Exercise passage -
All-America Selections

January 29, 2014

In the recent past we have featured All-America Selections (AAS) in our gardening column, and no doubt you will come across gardening magazines that will be announcing these same gems for your gardening pleasure.

All-America Selections are new varieties of ornamental plants, vegetables, flowers and bedding plants that have been trialed by AAS, which is a non-profit organization that accesses trial grounds across the United States and Canada.

Independent judges at the trial plots will rate the new cultivars on a scale of 0 to 5 on different traits of the plants such as:

- Earliness of bloom in flowers or in case of vegetables earliness to harvest,

- disease or pest tolerance

- total yield

- length of flowering or length of harvest

- flower or fruit form or flavor

- overall performance

To make the grade as a winner new cultivars have to excel in at least two of the areas reported on. The results are tabulated and the winners announced.

Although the home gardener is anxious to learn about the new and up and coming varieties the reality is that they are new, and often at the time of announcement there is insufficient seed available to ship to all suppliers. Depending on the variety it may take several years to actually multiply the seed into quantities required for mass distribution.

The All-America Selections website (just Google it) has lists of trial grounds and their specialties, these include universities, public gardens, breeding stations and commercial greenhouses both in Canada and the United States, perhaps they may have these varieties earlier than other suppliers.

In any case, do not fear, good things will come to those who wait, many of the varieties we reported on last year are now available from many Canadian sources, and sporting the AAS label.

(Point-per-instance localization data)

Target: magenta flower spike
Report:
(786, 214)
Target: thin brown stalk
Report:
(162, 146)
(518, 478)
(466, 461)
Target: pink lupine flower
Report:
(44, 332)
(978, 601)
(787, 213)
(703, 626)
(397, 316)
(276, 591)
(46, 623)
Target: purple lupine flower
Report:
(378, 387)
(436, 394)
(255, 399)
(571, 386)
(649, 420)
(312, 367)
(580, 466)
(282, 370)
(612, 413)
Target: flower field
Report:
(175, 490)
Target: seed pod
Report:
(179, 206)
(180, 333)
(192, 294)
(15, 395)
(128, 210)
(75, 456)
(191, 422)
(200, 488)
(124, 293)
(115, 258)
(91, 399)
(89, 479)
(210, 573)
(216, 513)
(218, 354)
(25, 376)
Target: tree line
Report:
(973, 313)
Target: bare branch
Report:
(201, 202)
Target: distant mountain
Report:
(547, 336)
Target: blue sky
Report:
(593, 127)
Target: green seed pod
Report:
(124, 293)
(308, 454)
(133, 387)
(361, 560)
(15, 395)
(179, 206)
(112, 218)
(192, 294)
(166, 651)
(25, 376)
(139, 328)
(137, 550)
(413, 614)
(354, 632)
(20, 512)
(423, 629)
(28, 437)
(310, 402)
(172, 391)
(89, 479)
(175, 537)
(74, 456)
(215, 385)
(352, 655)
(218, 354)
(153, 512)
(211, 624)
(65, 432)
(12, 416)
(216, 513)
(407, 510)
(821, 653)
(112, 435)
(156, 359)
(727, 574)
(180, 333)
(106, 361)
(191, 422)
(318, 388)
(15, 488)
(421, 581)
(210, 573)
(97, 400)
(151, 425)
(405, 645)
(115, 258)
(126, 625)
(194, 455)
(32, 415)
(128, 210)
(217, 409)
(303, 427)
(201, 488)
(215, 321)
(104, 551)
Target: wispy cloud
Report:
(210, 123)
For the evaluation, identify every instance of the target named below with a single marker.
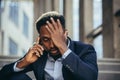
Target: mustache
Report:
(54, 48)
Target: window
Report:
(14, 12)
(97, 21)
(13, 47)
(25, 24)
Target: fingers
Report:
(37, 49)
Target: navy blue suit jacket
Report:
(80, 64)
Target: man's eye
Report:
(45, 39)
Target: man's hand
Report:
(58, 35)
(32, 55)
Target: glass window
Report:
(14, 12)
(25, 24)
(97, 13)
(76, 19)
(98, 46)
(13, 47)
(97, 21)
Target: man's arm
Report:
(83, 67)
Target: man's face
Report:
(47, 42)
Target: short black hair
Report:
(46, 17)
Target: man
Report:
(55, 56)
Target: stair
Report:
(109, 69)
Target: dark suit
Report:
(80, 64)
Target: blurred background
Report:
(95, 22)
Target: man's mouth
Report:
(54, 50)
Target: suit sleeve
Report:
(8, 71)
(82, 65)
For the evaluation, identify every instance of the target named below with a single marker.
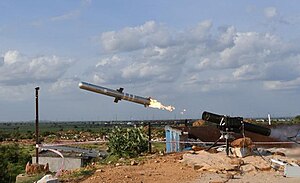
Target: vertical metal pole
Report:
(37, 124)
(149, 137)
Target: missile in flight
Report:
(118, 94)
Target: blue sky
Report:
(239, 58)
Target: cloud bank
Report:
(198, 57)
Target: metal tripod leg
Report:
(214, 143)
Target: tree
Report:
(128, 142)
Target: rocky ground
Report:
(192, 167)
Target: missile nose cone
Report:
(80, 85)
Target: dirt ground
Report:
(156, 168)
(171, 168)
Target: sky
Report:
(238, 58)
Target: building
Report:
(66, 157)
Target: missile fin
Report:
(120, 90)
(117, 99)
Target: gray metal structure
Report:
(117, 94)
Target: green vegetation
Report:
(296, 119)
(127, 142)
(13, 161)
(78, 174)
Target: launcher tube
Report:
(114, 93)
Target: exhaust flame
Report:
(155, 104)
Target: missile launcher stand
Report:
(226, 133)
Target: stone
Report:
(99, 170)
(237, 162)
(197, 167)
(242, 142)
(248, 168)
(242, 151)
(132, 163)
(48, 179)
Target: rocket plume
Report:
(155, 104)
(120, 95)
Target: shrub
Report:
(128, 142)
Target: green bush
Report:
(13, 161)
(129, 142)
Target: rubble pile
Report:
(244, 158)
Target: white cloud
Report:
(11, 57)
(152, 53)
(20, 70)
(282, 85)
(270, 12)
(64, 85)
(134, 38)
(66, 16)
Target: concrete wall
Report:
(55, 163)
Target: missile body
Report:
(118, 94)
(236, 123)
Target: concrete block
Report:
(241, 152)
(291, 171)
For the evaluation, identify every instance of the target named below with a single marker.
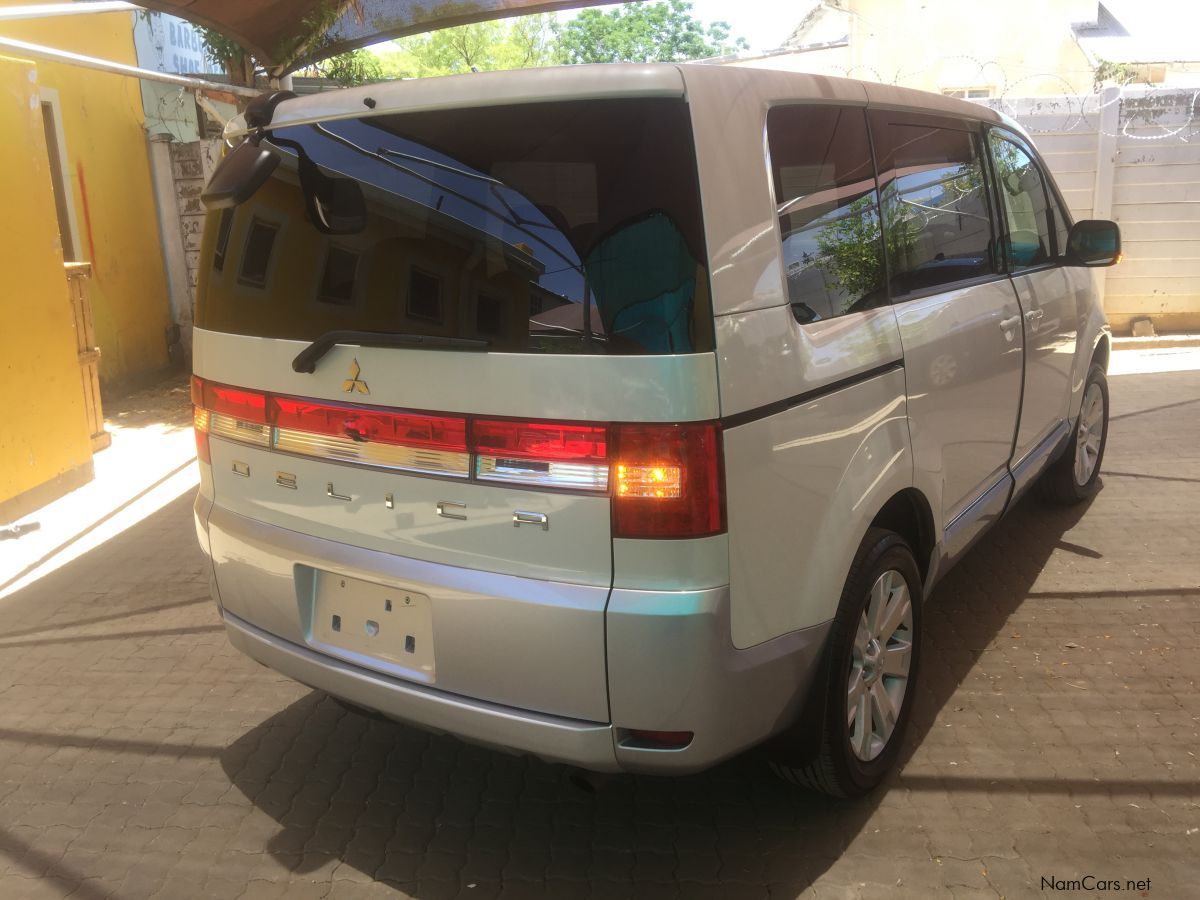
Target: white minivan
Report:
(627, 415)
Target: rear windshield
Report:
(569, 227)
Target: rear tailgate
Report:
(478, 568)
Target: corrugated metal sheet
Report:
(1156, 187)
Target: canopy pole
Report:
(77, 59)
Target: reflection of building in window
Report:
(967, 93)
(222, 239)
(337, 281)
(424, 295)
(489, 315)
(828, 216)
(935, 208)
(257, 255)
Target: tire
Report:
(1068, 480)
(852, 759)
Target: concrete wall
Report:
(1131, 155)
(45, 448)
(111, 185)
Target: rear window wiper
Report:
(307, 359)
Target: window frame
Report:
(1054, 203)
(777, 226)
(975, 127)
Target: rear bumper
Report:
(669, 661)
(581, 743)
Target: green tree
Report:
(521, 43)
(643, 33)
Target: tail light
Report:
(665, 480)
(670, 481)
(201, 421)
(414, 442)
(551, 455)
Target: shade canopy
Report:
(275, 31)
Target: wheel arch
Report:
(907, 513)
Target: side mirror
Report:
(239, 175)
(1093, 243)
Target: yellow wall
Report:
(43, 433)
(109, 167)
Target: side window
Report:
(1023, 195)
(936, 217)
(828, 210)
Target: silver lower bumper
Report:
(667, 661)
(570, 741)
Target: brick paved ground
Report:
(1056, 735)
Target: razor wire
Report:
(1080, 108)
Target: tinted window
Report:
(828, 210)
(256, 258)
(424, 295)
(222, 239)
(936, 217)
(490, 315)
(337, 282)
(576, 226)
(1023, 196)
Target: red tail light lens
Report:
(431, 432)
(244, 406)
(564, 455)
(540, 441)
(669, 481)
(665, 480)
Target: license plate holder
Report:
(373, 625)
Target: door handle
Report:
(521, 517)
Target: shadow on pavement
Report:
(421, 811)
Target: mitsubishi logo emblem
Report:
(354, 383)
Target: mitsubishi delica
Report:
(627, 415)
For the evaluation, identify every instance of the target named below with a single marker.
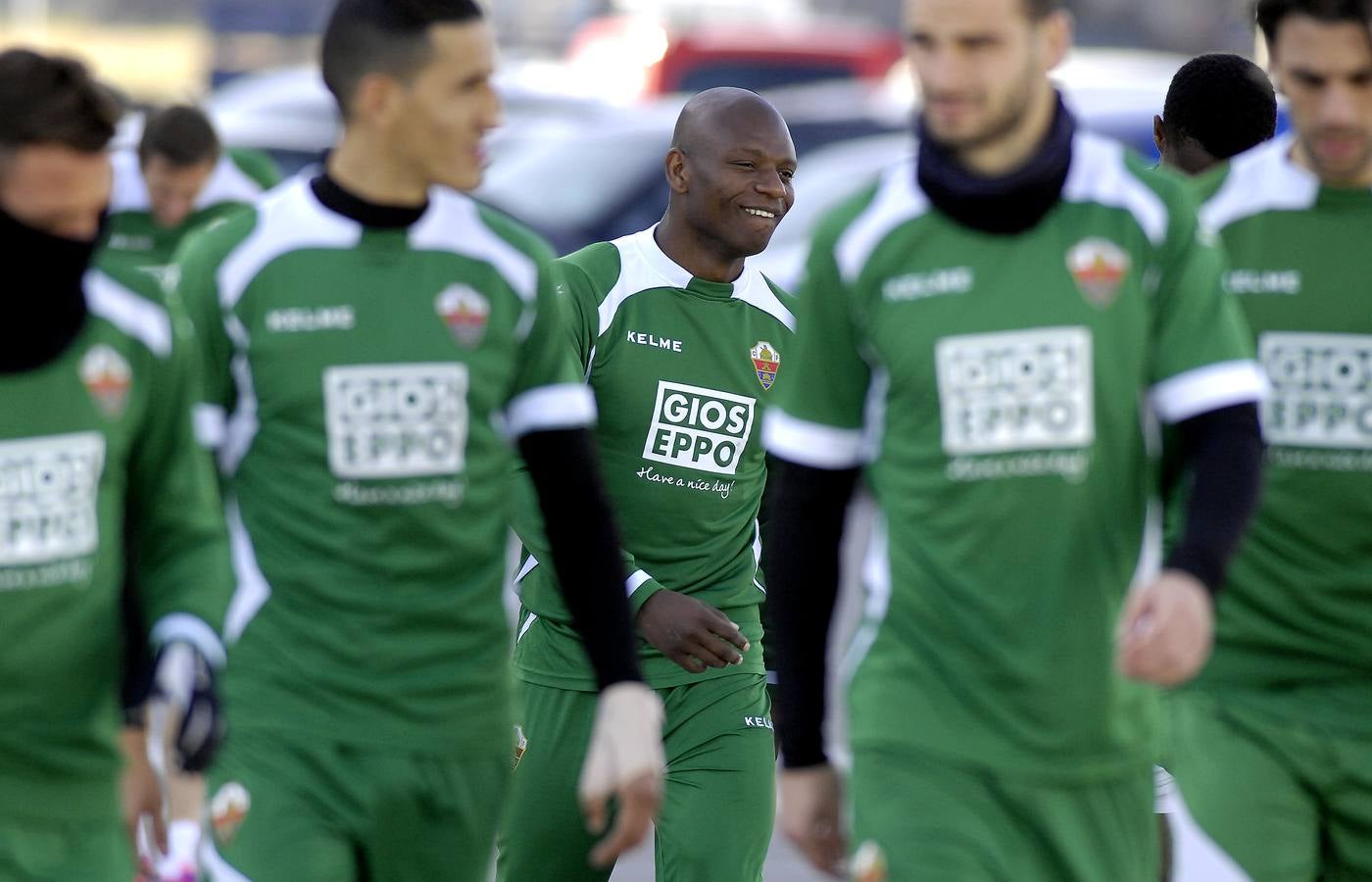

Work instruction 1 -
Answer these questions from the All-America Selections text.
(a) On what scale do the independent judges rate the new cultivars?
(b) In at least how many of the reported areas must a new cultivar excel to be a winner?
(c) In which two countries are the trial grounds located?
Work instruction 2 - Rewrite the All-America Selections text starting with "- Earliness of" and going on through "the winners announced.", renaming "harvest" as "picking" each time it occurs.

Worked solution 1 -
(a) A scale of 0 to 5.
(b) At least two.
(c) The United States and Canada.

Worked solution 2 -
- Earliness of bloom in flowers or in case of vegetables earliness to picking,

- disease or pest tolerance

- total yield

- length of flowering or length of picking

- flower or fruit form or flavor

- overall performance

To make the grade as a winner new cultivars have to excel in at least two of the areas reported on. The results are tabulated and the winners announced.